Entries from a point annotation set
[start]

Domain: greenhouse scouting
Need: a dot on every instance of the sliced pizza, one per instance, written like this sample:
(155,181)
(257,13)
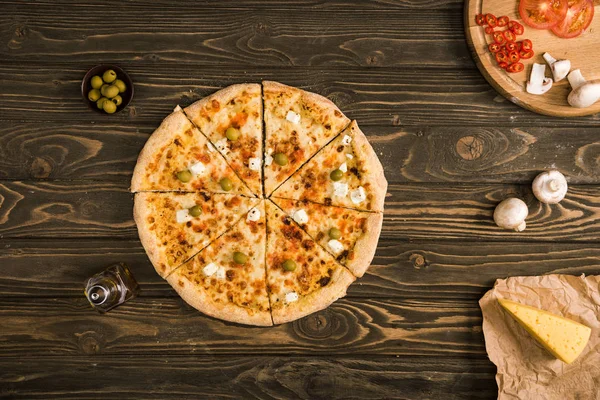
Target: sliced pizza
(226,279)
(175,226)
(232,120)
(349,235)
(345,173)
(301,277)
(177,157)
(297,125)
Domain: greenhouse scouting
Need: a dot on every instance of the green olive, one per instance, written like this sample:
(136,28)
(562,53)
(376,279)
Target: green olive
(195,211)
(240,258)
(183,176)
(109,76)
(109,107)
(289,265)
(226,184)
(335,233)
(336,175)
(109,91)
(96,82)
(232,134)
(121,85)
(280,159)
(94,95)
(100,102)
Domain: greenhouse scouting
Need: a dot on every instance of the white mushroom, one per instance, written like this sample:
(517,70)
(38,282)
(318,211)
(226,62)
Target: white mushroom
(538,83)
(511,214)
(584,93)
(550,187)
(560,68)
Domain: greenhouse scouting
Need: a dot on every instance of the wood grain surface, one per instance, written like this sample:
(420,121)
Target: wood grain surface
(451,146)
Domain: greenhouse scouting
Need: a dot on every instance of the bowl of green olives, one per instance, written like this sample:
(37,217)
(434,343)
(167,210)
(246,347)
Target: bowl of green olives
(107,89)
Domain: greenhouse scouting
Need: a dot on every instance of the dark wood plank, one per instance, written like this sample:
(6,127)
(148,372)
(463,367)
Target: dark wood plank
(92,209)
(159,326)
(249,378)
(405,270)
(103,151)
(209,35)
(377,96)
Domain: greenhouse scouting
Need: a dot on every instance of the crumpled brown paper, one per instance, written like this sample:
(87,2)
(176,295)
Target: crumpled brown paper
(525,369)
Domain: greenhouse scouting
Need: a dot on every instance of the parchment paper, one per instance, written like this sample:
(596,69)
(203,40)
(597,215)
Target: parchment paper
(525,369)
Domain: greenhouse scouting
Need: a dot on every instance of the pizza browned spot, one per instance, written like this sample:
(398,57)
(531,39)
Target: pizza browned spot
(202,184)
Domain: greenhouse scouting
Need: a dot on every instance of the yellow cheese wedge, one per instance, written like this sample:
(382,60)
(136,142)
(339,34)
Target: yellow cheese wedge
(562,337)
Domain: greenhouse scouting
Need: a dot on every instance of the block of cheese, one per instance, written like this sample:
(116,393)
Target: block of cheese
(565,339)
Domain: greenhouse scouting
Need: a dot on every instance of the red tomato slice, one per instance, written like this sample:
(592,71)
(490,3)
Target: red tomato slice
(503,21)
(578,18)
(491,20)
(516,28)
(499,37)
(543,14)
(515,67)
(509,36)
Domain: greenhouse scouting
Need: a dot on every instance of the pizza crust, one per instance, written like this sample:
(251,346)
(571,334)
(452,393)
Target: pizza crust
(317,300)
(159,138)
(366,246)
(149,241)
(372,164)
(227,312)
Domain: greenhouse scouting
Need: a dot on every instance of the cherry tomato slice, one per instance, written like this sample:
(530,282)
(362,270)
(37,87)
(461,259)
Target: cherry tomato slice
(526,54)
(491,20)
(503,21)
(516,28)
(499,37)
(501,57)
(543,14)
(509,36)
(526,44)
(494,47)
(513,56)
(516,67)
(578,18)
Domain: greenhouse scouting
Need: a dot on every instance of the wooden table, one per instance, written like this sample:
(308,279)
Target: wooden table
(452,148)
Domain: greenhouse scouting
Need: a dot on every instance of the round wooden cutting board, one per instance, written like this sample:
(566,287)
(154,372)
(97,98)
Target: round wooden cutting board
(583,51)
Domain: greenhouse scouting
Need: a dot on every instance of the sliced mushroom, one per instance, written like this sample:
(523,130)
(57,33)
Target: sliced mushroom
(584,93)
(550,187)
(560,68)
(511,214)
(538,83)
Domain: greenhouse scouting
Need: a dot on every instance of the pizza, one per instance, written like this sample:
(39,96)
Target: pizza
(232,119)
(297,125)
(259,204)
(345,173)
(348,235)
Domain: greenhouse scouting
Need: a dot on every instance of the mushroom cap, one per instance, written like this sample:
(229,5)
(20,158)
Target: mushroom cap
(550,187)
(511,213)
(585,95)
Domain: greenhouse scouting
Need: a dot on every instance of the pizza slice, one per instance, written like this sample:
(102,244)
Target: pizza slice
(178,157)
(226,279)
(349,235)
(232,120)
(175,226)
(297,125)
(301,277)
(345,173)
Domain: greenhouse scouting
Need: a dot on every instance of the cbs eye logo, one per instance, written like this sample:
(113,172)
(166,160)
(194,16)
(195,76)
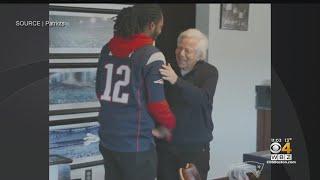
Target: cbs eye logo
(276,148)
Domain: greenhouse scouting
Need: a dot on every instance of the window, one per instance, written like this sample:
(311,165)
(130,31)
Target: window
(74,51)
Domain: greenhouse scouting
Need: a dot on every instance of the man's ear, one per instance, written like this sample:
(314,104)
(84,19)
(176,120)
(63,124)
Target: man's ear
(151,26)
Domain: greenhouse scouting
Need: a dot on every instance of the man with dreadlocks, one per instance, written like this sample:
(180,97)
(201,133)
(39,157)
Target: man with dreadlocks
(130,90)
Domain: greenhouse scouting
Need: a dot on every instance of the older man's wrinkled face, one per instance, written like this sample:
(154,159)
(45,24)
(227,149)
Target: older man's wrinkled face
(186,54)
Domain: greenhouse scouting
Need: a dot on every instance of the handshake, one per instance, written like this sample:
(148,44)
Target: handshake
(162,132)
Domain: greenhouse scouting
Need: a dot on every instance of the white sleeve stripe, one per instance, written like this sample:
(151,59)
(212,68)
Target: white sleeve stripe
(158,56)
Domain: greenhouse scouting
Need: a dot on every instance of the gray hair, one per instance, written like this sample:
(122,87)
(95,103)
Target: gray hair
(202,44)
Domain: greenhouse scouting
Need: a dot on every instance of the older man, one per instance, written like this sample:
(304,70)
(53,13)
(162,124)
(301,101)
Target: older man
(190,94)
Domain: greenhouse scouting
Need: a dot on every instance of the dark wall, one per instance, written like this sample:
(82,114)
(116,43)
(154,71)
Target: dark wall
(177,18)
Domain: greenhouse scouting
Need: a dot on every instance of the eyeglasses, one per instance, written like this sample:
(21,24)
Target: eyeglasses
(187,50)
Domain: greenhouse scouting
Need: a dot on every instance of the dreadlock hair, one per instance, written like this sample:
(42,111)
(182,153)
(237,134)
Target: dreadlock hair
(133,20)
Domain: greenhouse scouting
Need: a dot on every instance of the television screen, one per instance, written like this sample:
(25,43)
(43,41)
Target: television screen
(76,141)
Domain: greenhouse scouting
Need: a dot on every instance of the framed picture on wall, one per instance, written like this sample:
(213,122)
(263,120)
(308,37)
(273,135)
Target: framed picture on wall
(234,16)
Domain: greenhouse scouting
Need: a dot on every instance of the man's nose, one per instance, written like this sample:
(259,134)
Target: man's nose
(182,52)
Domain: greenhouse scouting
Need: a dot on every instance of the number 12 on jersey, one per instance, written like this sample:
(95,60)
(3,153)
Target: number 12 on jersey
(116,96)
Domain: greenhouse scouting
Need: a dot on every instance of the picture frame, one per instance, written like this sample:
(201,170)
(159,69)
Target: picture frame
(234,16)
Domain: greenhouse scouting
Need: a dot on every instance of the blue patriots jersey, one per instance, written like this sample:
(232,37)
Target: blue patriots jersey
(125,87)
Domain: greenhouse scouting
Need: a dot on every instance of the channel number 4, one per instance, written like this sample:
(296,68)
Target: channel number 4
(116,96)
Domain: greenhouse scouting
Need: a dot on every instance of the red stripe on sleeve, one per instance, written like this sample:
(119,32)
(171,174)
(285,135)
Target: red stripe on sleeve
(161,112)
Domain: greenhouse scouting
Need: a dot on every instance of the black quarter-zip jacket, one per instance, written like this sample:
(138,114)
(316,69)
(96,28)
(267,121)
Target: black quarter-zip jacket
(191,100)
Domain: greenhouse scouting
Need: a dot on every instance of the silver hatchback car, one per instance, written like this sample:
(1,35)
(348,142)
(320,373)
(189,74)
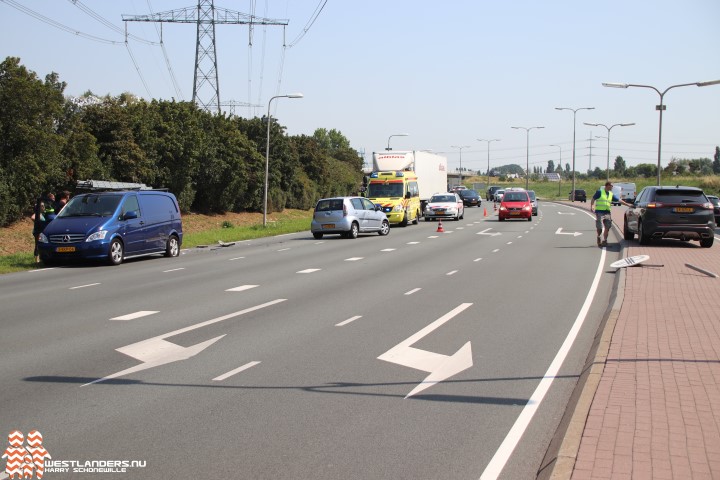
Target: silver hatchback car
(348,216)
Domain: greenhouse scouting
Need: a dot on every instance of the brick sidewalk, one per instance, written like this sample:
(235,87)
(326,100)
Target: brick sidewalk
(655,413)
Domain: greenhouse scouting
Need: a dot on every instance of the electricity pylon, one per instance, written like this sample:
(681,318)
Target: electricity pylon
(206,88)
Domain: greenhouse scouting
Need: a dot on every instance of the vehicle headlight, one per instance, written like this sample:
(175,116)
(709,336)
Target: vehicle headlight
(97,236)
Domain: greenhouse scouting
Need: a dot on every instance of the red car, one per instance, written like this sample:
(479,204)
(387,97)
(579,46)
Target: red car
(515,204)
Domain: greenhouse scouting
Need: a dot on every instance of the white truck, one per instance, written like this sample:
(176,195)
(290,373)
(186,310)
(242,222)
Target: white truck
(430,168)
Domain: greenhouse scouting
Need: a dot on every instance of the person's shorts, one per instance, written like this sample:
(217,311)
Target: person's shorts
(602,217)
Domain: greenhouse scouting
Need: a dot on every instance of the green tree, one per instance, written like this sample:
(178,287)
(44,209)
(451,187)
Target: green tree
(30,145)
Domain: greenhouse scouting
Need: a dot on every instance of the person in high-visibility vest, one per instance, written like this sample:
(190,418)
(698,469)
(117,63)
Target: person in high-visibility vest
(600,204)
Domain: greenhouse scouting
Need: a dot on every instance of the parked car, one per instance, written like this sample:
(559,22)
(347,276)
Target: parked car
(515,204)
(113,226)
(470,197)
(678,212)
(444,205)
(580,195)
(348,217)
(716,207)
(490,192)
(533,201)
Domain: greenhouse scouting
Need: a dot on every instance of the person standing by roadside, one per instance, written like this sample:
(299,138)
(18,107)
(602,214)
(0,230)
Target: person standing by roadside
(600,204)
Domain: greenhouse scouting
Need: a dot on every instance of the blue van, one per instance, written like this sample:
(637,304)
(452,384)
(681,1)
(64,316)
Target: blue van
(113,226)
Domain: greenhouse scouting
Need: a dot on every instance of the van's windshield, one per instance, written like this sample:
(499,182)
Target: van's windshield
(91,206)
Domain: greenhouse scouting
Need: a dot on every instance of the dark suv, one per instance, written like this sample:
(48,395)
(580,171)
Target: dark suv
(678,212)
(580,196)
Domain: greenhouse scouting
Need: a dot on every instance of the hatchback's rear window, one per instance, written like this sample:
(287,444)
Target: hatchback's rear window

[end]

**Challenge:** Count the lines in the records above that contain the string "vest", and reply with the number alone.

**Output for this task:** 2